What this task involves |
Starting at the line that contains "Refer to the image provided above. Your job: identify every flag", output each line through the end of the data exactly, and nothing more.

Input data |
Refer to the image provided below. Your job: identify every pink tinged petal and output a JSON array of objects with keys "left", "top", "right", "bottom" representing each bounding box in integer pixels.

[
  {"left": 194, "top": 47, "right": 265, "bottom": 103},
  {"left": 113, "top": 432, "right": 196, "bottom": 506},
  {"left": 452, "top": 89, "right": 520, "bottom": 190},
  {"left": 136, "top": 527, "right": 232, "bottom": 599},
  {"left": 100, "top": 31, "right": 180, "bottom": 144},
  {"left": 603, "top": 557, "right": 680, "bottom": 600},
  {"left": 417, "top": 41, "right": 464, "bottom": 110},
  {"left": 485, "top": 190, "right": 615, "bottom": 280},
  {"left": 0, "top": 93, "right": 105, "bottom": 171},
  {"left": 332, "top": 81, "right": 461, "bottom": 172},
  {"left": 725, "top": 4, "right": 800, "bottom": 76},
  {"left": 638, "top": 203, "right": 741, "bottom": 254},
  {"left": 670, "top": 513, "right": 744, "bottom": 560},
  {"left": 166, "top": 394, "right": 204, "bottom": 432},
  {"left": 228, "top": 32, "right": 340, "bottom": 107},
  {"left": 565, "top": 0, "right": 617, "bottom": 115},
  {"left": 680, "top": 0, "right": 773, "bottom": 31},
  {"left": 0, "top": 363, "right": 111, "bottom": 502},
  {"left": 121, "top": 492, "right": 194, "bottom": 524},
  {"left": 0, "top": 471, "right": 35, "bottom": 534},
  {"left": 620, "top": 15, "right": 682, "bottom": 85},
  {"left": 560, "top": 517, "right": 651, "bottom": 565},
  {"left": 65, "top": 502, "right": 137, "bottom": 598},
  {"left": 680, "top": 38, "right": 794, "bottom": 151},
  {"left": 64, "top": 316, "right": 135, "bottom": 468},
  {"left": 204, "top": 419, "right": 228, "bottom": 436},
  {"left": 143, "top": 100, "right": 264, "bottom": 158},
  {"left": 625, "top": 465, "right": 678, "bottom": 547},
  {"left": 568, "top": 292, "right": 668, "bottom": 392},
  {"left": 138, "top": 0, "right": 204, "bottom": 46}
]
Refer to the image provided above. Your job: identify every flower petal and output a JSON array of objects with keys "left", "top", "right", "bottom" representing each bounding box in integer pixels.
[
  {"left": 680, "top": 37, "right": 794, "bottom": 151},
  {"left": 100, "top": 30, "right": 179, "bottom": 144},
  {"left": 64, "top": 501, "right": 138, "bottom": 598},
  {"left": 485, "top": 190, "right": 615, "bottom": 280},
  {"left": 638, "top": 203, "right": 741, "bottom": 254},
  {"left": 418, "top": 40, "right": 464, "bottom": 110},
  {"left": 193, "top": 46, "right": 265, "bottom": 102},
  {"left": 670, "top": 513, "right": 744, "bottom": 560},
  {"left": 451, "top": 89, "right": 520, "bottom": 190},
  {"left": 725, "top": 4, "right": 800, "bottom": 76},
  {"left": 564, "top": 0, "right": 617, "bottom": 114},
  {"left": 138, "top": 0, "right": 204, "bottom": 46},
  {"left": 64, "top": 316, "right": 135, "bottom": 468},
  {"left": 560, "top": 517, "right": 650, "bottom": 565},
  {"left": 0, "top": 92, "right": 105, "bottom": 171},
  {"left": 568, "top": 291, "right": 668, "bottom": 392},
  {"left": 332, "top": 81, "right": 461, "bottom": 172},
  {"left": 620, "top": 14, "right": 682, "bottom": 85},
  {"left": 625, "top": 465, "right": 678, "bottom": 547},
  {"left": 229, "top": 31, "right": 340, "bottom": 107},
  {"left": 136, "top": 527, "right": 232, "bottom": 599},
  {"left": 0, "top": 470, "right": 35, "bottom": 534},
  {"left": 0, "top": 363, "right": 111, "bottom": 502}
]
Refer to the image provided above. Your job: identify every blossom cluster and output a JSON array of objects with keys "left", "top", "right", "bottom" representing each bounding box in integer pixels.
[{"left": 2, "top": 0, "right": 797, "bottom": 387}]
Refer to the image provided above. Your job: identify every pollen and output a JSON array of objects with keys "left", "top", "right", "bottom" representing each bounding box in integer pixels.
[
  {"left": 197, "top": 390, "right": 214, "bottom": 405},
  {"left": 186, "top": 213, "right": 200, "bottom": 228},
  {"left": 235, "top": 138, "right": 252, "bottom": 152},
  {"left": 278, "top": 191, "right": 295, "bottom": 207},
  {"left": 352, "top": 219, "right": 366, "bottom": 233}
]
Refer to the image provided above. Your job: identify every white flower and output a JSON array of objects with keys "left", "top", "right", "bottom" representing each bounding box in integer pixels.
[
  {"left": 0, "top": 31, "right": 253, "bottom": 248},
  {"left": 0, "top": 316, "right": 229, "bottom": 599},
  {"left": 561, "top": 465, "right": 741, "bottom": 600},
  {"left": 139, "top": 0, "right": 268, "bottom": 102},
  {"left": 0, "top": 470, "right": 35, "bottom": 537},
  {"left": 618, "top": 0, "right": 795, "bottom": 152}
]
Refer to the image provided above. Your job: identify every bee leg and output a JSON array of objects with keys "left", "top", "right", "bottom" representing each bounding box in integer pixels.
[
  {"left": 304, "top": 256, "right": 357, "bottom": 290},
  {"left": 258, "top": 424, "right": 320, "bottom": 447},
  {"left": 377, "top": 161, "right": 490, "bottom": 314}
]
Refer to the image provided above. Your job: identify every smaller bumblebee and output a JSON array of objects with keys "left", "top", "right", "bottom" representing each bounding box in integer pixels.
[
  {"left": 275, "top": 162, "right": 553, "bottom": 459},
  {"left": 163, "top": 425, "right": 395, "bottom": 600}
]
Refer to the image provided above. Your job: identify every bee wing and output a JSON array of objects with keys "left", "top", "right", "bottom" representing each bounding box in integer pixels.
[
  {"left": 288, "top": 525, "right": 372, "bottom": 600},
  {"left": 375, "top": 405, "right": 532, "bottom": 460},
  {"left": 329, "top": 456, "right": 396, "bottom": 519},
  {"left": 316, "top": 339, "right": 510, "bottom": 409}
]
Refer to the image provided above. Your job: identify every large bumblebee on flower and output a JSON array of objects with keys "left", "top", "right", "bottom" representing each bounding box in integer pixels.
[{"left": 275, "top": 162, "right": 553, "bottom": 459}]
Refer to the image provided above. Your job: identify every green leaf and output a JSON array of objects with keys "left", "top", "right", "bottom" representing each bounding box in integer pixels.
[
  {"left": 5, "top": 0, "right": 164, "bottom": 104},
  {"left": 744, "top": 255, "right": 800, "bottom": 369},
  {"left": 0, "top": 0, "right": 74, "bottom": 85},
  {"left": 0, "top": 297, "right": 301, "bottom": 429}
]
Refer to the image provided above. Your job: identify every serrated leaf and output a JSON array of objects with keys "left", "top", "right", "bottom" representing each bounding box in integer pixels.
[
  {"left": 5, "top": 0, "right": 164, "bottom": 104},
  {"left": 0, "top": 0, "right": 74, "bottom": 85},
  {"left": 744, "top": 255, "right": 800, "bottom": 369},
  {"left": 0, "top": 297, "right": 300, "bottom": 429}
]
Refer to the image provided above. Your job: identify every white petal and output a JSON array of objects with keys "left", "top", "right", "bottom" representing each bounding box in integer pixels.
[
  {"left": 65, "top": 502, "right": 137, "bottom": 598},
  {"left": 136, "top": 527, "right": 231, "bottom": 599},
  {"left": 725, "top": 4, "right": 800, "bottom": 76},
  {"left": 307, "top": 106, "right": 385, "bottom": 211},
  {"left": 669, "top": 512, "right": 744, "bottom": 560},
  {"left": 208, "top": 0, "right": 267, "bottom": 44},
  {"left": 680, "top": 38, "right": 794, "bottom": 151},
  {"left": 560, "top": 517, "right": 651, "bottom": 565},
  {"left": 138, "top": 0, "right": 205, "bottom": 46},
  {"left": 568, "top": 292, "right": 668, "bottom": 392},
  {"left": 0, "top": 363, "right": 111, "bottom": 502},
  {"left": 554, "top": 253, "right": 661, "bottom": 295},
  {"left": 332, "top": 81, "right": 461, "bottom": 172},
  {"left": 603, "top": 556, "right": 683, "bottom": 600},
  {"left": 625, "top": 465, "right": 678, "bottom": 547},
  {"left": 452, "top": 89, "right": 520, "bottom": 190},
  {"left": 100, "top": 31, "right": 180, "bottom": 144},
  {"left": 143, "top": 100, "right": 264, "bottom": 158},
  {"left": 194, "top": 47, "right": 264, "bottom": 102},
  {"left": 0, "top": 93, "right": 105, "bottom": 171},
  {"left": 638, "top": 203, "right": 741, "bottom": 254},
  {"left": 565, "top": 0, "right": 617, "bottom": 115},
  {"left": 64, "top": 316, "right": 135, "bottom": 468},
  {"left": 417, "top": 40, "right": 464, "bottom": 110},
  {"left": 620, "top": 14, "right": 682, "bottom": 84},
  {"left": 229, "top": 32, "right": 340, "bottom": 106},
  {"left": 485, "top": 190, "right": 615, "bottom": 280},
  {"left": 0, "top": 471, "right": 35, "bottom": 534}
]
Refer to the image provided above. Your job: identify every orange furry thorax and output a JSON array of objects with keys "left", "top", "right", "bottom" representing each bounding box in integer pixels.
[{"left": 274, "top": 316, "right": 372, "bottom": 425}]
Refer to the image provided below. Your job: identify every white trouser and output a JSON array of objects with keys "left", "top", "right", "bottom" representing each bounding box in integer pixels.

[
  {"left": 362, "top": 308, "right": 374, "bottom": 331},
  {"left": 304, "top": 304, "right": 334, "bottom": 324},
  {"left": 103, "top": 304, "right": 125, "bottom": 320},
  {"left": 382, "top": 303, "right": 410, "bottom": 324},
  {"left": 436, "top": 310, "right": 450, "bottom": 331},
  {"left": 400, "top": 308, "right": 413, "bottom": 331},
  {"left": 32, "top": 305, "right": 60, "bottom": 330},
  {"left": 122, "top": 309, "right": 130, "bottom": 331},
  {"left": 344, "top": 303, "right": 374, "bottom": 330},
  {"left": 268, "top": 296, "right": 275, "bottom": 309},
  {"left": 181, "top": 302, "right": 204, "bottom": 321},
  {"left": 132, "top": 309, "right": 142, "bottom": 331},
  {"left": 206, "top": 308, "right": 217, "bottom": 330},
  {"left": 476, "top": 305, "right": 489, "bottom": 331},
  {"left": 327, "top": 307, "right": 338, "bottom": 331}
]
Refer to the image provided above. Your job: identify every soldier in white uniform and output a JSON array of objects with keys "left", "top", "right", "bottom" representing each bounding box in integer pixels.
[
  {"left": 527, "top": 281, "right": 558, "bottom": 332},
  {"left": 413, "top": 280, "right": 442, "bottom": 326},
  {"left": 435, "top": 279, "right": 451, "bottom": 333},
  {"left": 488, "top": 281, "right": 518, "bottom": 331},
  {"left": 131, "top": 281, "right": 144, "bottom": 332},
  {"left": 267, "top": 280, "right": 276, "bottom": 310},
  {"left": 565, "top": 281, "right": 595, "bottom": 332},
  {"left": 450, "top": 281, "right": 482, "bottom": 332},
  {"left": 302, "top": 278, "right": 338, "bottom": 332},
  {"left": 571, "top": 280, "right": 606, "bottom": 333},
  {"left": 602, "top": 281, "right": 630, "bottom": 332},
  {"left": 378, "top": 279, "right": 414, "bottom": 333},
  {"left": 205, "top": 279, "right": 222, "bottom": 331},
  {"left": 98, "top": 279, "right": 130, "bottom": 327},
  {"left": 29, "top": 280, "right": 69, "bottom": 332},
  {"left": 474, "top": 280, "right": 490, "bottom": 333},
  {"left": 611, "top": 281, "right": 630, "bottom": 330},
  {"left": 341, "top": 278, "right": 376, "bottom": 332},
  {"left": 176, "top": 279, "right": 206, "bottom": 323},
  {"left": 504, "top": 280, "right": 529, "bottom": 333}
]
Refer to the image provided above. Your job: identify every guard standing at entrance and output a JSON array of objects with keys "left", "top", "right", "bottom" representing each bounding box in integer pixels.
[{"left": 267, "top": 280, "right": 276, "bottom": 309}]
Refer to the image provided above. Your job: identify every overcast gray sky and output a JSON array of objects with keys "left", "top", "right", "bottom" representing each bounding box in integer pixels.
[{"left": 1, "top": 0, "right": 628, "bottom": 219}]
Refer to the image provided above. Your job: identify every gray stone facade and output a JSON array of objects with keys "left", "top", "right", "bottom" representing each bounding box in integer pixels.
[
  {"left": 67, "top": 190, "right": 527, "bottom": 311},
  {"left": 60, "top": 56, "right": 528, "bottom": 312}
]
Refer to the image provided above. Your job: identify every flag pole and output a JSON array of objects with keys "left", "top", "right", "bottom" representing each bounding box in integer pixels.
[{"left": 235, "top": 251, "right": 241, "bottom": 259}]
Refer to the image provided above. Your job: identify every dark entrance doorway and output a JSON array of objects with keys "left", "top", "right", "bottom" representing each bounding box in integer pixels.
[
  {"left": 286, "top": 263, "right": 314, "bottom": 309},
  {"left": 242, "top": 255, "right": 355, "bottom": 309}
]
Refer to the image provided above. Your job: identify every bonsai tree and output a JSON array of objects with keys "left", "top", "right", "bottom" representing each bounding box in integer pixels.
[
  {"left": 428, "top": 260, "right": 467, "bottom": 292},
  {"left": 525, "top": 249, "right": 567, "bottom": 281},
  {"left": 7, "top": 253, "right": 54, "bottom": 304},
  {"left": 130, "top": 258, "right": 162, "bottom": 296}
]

Output of the task |
Refer to the image provided above. Your job: identify every flag pole and output a JSON array of objects with keys "left", "top", "right", "bottom" representing each bounding box in integer pixels.
[{"left": 235, "top": 251, "right": 241, "bottom": 259}]
Refer to the image provided above. Your job: identify every dark entrance doorway and output a JSON array of objects with keys "left", "top", "right", "bottom" representing each bounding box in integer pixels.
[
  {"left": 286, "top": 263, "right": 314, "bottom": 309},
  {"left": 242, "top": 255, "right": 355, "bottom": 309}
]
Refer to the image provided above. Your job: identify every bonsai tree and output a JSON array of objects with keys "left", "top", "right", "bottom" representing each bounding box in integer pixels.
[
  {"left": 428, "top": 260, "right": 467, "bottom": 292},
  {"left": 525, "top": 249, "right": 567, "bottom": 281},
  {"left": 7, "top": 253, "right": 54, "bottom": 304},
  {"left": 130, "top": 258, "right": 162, "bottom": 296}
]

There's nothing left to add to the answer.